• **Instructions to follow**
Copy out the stretch of the data below from its very start through the line containing "2L276 71L328 96L292", character for character.

• **Available records**
—————

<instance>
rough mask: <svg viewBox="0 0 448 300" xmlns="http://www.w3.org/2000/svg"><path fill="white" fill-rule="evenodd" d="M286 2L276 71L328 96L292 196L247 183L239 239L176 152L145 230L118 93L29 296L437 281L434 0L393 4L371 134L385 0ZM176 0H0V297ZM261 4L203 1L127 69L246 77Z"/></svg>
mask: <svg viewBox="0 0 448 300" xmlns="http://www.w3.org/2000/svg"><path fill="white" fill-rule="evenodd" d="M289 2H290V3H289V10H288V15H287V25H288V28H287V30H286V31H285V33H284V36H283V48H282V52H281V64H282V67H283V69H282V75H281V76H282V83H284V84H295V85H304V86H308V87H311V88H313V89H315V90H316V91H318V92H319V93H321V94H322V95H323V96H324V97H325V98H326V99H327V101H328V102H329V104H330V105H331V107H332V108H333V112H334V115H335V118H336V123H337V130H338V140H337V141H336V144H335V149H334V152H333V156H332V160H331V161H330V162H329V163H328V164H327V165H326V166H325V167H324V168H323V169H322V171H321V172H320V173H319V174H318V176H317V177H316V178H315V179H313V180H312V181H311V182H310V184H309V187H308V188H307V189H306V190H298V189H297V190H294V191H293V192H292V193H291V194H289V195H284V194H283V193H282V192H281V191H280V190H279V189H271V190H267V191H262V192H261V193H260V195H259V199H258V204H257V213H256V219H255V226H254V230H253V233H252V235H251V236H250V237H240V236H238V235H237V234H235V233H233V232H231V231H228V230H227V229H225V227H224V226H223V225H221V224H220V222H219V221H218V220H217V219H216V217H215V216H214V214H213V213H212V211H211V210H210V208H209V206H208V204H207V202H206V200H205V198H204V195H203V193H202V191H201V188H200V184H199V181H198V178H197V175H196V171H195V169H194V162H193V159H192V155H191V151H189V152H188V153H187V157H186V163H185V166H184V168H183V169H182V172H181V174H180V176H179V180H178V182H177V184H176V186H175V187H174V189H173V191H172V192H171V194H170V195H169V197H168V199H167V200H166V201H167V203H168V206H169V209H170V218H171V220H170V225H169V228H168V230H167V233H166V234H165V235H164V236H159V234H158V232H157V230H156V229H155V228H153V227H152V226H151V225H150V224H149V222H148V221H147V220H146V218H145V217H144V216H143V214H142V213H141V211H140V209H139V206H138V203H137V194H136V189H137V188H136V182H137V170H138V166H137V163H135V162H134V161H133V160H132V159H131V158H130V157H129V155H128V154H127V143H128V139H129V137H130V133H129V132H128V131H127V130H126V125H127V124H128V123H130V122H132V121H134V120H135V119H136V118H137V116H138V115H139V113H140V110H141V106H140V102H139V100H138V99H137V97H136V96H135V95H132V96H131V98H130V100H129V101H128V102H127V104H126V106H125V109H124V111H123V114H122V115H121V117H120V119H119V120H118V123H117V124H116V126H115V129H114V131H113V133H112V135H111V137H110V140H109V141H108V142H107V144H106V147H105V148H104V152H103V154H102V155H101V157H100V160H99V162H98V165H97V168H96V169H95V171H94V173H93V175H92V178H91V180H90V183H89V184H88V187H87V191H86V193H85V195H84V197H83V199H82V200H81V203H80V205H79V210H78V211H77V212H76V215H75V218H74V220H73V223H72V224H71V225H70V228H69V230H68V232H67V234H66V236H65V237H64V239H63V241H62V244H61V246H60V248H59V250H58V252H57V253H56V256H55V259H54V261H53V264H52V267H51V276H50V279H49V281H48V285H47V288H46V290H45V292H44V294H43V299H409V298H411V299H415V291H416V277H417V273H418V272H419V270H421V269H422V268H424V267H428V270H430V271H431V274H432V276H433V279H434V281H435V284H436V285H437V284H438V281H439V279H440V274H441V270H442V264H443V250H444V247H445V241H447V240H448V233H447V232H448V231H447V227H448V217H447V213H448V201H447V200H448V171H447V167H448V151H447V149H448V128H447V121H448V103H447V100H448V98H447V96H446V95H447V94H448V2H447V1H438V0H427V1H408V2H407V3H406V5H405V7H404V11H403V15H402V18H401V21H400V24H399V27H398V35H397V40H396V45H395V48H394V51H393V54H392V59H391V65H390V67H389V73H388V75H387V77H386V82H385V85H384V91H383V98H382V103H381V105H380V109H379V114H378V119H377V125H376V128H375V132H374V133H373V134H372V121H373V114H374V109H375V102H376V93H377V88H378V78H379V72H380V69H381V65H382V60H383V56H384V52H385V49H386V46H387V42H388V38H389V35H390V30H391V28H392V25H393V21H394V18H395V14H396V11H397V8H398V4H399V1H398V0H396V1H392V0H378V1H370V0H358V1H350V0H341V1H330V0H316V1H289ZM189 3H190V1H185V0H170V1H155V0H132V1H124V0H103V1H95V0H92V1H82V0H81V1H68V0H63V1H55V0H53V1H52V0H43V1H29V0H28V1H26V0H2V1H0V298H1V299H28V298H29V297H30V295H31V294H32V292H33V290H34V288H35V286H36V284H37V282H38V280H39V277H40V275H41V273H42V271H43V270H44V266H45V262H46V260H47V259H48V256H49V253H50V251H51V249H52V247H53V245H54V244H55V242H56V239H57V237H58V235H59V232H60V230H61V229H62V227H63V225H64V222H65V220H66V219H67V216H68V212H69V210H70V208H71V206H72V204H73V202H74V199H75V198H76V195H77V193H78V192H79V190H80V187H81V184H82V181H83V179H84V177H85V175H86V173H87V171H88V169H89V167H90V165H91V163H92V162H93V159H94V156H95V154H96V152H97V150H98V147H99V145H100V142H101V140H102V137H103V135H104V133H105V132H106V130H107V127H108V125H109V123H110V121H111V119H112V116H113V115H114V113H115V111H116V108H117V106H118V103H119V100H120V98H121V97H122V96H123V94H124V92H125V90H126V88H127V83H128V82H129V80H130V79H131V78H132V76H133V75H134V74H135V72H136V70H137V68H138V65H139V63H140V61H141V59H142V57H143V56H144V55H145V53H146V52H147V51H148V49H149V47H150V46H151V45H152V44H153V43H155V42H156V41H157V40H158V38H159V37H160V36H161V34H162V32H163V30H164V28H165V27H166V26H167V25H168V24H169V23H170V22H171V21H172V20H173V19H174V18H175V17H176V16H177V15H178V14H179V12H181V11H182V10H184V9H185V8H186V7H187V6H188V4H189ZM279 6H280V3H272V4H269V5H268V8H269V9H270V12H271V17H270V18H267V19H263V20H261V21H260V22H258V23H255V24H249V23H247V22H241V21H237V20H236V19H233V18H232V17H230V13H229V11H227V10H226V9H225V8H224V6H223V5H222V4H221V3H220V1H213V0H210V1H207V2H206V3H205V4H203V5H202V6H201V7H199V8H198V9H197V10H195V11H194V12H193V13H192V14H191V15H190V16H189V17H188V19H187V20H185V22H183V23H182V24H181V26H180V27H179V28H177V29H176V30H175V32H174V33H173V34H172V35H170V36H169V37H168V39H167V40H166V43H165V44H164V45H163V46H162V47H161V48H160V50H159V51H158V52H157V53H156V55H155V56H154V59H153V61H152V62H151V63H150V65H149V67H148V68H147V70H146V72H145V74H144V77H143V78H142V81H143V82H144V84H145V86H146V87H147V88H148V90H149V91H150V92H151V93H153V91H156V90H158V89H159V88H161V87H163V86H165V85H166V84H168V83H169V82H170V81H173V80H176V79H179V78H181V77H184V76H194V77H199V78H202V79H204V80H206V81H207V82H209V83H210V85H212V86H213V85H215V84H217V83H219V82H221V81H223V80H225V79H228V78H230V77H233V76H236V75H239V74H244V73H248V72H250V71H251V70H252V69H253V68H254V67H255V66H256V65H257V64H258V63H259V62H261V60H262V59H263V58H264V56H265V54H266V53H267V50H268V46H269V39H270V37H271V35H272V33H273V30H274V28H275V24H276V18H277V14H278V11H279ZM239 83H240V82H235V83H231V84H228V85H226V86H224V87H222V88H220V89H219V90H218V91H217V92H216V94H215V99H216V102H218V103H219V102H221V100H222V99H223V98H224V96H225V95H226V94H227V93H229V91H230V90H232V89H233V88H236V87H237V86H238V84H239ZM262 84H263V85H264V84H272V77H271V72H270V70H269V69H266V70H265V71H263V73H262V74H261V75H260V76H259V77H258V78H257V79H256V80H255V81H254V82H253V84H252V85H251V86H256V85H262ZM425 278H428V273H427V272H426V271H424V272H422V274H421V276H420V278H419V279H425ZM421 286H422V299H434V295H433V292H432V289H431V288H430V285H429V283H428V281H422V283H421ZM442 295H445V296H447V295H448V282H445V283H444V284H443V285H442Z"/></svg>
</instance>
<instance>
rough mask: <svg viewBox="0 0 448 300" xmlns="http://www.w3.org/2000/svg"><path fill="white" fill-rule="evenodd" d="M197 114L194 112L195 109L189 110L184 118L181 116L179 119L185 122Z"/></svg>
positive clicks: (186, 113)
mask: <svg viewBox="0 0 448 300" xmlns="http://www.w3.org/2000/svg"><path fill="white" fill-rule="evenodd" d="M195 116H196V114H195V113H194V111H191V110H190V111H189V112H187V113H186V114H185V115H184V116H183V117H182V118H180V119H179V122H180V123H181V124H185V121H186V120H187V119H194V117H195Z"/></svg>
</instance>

—————

• **Answer below**
<instance>
rough mask: <svg viewBox="0 0 448 300" xmlns="http://www.w3.org/2000/svg"><path fill="white" fill-rule="evenodd" d="M286 2L276 71L328 96L292 196L247 183L239 239L176 152L145 230L118 93L29 296L437 281L434 0L393 4L371 134L385 0ZM176 0H0V297ZM261 4L203 1L127 69L246 77Z"/></svg>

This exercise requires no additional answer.